BEGIN Data for the task

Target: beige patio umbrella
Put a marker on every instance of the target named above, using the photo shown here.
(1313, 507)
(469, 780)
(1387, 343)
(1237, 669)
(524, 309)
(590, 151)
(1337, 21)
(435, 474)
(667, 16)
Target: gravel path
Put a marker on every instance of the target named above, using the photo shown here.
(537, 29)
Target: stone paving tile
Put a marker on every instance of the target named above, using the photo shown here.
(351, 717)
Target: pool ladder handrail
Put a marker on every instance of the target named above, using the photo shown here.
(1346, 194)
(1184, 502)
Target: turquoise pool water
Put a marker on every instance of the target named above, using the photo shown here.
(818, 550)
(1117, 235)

END Data for the task

Within the data above, how many lines contain the word "pool"? Write only the number.

2